Each record that follows must be printed exactly as given.

╭──

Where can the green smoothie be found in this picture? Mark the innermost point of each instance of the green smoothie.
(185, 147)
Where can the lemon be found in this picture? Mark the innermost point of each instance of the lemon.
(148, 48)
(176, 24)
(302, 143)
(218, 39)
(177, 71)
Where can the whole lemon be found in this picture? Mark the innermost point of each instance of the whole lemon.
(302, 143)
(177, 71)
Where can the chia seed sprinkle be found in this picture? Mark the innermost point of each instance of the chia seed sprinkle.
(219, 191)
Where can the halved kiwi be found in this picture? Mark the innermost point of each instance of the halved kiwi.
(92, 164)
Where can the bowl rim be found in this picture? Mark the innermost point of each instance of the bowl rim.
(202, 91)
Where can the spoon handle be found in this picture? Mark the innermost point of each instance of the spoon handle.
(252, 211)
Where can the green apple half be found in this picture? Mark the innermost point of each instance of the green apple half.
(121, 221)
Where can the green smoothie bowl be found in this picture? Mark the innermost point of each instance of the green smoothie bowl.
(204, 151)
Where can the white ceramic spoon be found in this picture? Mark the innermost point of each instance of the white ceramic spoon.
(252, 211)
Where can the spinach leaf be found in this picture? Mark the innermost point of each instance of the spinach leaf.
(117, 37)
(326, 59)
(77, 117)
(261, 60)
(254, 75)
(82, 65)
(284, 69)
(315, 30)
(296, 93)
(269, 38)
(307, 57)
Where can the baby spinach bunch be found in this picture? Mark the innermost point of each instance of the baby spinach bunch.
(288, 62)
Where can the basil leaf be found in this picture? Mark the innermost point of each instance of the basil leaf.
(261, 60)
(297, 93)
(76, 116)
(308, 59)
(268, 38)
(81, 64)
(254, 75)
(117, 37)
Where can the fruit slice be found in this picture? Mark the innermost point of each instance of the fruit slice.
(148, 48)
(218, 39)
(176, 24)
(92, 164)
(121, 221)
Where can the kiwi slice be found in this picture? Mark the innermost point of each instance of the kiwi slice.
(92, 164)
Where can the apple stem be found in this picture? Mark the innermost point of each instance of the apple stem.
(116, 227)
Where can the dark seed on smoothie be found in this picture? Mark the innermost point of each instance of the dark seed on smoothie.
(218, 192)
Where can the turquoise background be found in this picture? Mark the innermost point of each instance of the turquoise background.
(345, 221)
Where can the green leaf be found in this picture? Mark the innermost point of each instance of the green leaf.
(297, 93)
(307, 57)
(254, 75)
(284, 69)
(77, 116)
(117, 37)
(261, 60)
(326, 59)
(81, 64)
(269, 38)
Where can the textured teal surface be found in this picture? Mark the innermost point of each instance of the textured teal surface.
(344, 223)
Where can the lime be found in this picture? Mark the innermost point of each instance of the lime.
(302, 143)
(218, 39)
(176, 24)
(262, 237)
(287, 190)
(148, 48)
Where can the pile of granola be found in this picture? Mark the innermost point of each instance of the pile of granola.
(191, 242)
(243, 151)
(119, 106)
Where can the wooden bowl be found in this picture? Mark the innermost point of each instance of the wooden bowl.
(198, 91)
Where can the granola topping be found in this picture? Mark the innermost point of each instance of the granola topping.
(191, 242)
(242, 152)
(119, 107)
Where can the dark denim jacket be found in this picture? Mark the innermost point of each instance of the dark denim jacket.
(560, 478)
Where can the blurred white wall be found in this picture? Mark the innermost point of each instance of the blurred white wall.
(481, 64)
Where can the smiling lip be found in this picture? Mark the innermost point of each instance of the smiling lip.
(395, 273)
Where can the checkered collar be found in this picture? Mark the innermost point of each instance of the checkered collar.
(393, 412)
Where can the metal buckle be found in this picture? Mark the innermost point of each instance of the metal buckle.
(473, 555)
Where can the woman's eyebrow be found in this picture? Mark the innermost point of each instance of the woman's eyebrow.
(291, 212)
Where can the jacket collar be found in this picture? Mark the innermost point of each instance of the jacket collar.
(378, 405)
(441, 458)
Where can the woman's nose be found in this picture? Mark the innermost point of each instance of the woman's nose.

╰──

Output for this task:
Where can the green smoothie be found in this picture? Mark the innermost point of each instance of the green smoothie.
(185, 147)
Where can the lemon be found in this picture? Mark the innermost point of each instance of the lemon.
(148, 48)
(176, 24)
(302, 143)
(218, 39)
(177, 71)
Where can the whole lemon be found in this picture? Mark the innermost point of each instance of the whole lemon.
(302, 143)
(177, 71)
Where can the chia seed sprinkle be found in this picture? Mark the innermost point of each instance of the chia seed sprinkle.
(219, 191)
Where can the halved kiwi be found in this picture? Mark the innermost point of each instance of the halved kiwi.
(92, 164)
Where can the bowl rim be found in this picture? Mark the innermost point of each instance of the bowl rim.
(202, 91)
Where can the spoon handle be found in this picture? Mark the innermost point of each instance of the spoon handle.
(252, 211)
Where can the green apple half be found in this picture? Mark the innermost point of each instance of the green apple half.
(121, 221)
Where can the green smoothie bowl be found in this picture? Mark the innermost point of each instance of the green smoothie bowl.
(204, 151)
Where can the white ceramic spoon be found in this picture? Mark the innermost point of each instance of the white ceramic spoon.
(252, 211)
Where can the spinach leaf be found in this picture? Mark the innermost point of each instance of the spinach leaf.
(117, 37)
(326, 59)
(77, 117)
(261, 60)
(254, 75)
(82, 65)
(284, 69)
(315, 30)
(296, 93)
(269, 38)
(307, 57)
Where can the baby spinach bunch be found in this picture? Mark the innermost point of each instance of the baby spinach bunch.
(288, 62)
Where can the basil leaf be found in this picture? Mark the innermost point of each instance of the basil leaf.
(261, 60)
(297, 93)
(76, 116)
(308, 59)
(268, 38)
(81, 64)
(254, 75)
(117, 37)
Where can the fruit slice be found in this picture? Mark the innermost point of each instance of the fruit slice.
(148, 48)
(218, 39)
(176, 24)
(92, 164)
(121, 221)
Where can the kiwi slice be found in this picture? Mark the innermost point of each instance of the kiwi slice.
(92, 164)
Where can the apple stem be found in this picture? Mark the innermost point of each instance of the apple stem.
(116, 227)
Where can the dark seed on smoothie be found in this picture? Mark the innermost point of each instance of the dark seed on smoothie.
(218, 192)
Where can the turquoise background be found in this picture? Mark the innermost point of each instance of the turquoise background.
(345, 221)
Where can the green leaf be found in this picture? Mark the innermost point of each instance of the green leaf.
(297, 93)
(307, 57)
(254, 75)
(284, 69)
(77, 116)
(117, 37)
(261, 60)
(326, 59)
(81, 64)
(269, 38)
Where can the textured teal surface be found in this picture? Mark the innermost point of each instance of the textured teal surface.
(344, 223)
Where can the lime be found in this picture? Mark the innermost point of each instance of the lime.
(302, 143)
(218, 39)
(176, 24)
(262, 237)
(287, 190)
(148, 48)
Where can the pile of granola be found in this picture? Mark the innermost point of each instance of the pile of granola.
(191, 242)
(243, 151)
(119, 106)
Where can the wooden bowl be found in this picture? Mark the innermost point of each instance of the wooden bowl.
(198, 91)
Where can the granola topping be found in this picture? Mark the innermost point of each instance of the granola topping.
(191, 242)
(242, 152)
(119, 107)
Where can the dark denim jacket be found in this picture? Mark the innermost point of each instance of the dark denim jacket.
(560, 478)
Where can the blurred white wall be found in this picture? Mark the innermost point of each instance of the blurred white wall.
(481, 64)
Where can the smiling lip be found in this picture? Mark the innermost point of each instance of the smiling lip.
(395, 273)
Where can the checkered collar be found in this picture? Mark the innermost point of each instance of the checkered collar.
(393, 412)
Where can the metal buckle be found in this picture? Mark the innermost point of each instance of the metal buckle.
(473, 555)
Where can the woman's eyebrow be found in this picture? Mark the innermost point of each instance of the woman's eyebrow.
(291, 212)
Where can the jacket collar be found in this picture? Mark the innermost point of each instance of the jacket collar.
(378, 405)
(441, 458)
Where can the woman's nose be found in this picture? Mark the innermost point of each instance of the woman's nose.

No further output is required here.